Data entries extracted
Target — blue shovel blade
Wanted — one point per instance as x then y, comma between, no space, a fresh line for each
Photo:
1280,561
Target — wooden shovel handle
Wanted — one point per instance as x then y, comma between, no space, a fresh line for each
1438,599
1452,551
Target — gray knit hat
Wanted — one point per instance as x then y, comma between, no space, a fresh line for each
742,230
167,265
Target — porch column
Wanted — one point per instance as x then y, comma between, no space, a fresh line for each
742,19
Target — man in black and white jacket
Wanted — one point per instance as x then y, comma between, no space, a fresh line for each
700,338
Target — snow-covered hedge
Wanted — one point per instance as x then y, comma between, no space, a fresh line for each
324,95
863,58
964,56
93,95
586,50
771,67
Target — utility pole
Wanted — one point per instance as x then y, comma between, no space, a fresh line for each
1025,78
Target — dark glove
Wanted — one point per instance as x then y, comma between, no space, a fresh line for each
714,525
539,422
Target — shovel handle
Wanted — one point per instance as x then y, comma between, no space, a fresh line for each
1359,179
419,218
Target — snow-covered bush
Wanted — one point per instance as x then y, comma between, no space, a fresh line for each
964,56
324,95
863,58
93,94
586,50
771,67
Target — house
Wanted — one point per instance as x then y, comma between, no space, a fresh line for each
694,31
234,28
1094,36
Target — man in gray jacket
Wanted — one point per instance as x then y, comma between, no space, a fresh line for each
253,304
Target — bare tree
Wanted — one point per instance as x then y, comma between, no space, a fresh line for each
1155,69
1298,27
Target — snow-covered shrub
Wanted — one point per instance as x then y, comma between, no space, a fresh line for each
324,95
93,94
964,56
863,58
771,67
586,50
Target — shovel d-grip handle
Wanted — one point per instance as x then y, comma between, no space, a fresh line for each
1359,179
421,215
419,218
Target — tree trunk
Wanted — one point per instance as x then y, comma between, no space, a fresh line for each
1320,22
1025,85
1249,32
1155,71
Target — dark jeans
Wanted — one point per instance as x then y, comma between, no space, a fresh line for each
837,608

**TASK INSTRUCTIONS**
Express everything from the line containing "Target — bare tree" down to the end of the data, inclusive, as a two-column CSV headed input and output. Give one row per item, with its text under input and its answer under output, each in a single quoted field with line breaks turned into spaces.

**COMPLETE RESPONSE**
input,output
"Target — bare tree Wanted — one point per instance as x then y, comma between, no space, a fresh line for each","1155,69 1298,27"
"Target — snow-covered shrub Wanted — one point per instance as x then y, comma between, no space, a fresh line for each","324,95 93,94 964,56 863,58 771,67 586,50"
"Target — shovel d-grip handle Wanted — one point per instance as x then y, comma between, no space, a fresh line for each","1359,179 421,215 419,218"
"Target — tree trunk Wanted — one point per instance as x then y, comma between, no space, a fresh line for each","1320,22 1025,85 1249,32 1155,71"
"Target — dark jeans Wanted — one point per instance as x then y, comma between, no space, a fresh line for each","837,608"